TEXT SHOWN:
┌──
The speakers were – Pip Nicholls from @meetmeatmikes, Darren Rowse @problogger and Duncan Riley of The Inquisitor. This was of great interest to me as I am only a baby/beginner blogger.
Commonalities of the guest speakers – the ability to create community – sparking a desire to join in.
Use an authentic voice to build credibility and authority
Provide useful information (that would kind of seem obvious – but I suppose is a warning to not be too self absorbed and inward looking)
Write the way you speak – don’t be afraid to let the nuances out.
It helps to know a little bit about everything.
Never be convinced you are right.
Building Traffic – ie getting more people to read your blog
Think about who the audience is – what do they want to know? Develop an idea of who you are speaking/writing to.
Provide content that people want to pass on – Darren suggested 20 top ways to do x
Leave comments on other blogs
Have a presence in the areas you are interested in – where else do your potential readers hang out online (ie other networking sites or websites)
Look at blogs on similar topics to your own
Create value on other sites
Use of social media can add value to your blog – there was a mention that the facebook “like” button has doubled traffic to some of these blogs
The use of email newsletters as well as offering RSS feeds can add traffic.
Always using categories and keywords – being disciplined with labels
Understanding SEO hosting – as I don’t even know what this acronym is I have to look it up. – oh – search engine optimisation!
Big suggestion to not rely on wordpress or blogspot but buy one’s own domain name, particularly as they are so cheap now – and you know you will never get shut down.
Being part of community
Pip spoke about Softies for Mirabel, a craft charity exercise – how it started as a desire to not be completely inward looking but to motivate her readers and get them to participate in something worthwhile – the important of having your readers connect through something meaningful for them and for you.
└──
MATERIAL:
┌──
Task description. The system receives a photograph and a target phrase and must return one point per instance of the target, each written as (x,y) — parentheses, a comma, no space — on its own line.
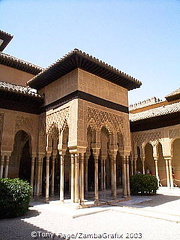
└──
TASK SET:
(1) Summarize the blogging notes in two sentences.
(2) Transcribe the passage of the blogging notes starting at "Commonalities of the" and ending at "are speaking/writing to.".
The lines are not needed for this work.

OUTPUTS IN ORDER:
(1) The notes cover a talk by Pip Nicholls, Darren Rowse and Duncan Riley, whose shared strength was creating community, and list advice such as using an authentic voice, providing useful information and writing the way you speak. To build traffic, the notes suggest thinking about the audience, leaving comments on other blogs, using social media, email newsletters and RSS feeds, being disciplined with labels, and buying your own domain name.

(2)
Commonalities of the guest speakers – the ability to create community – sparking a desire to join in.
Use an authentic voice to build credibility and authority
Provide useful information (that would kind of seem obvious – but I suppose is a warning to not be too self absorbed and inward looking)
Write the way you speak – don’t be afraid to let the nuances out.
It helps to know a little bit about everything.
Never be convinced you are right.
Building Traffic – ie getting more people to read your blog
Think about who the audience is – what do they want to know? Develop an idea of who you are speaking/writing to.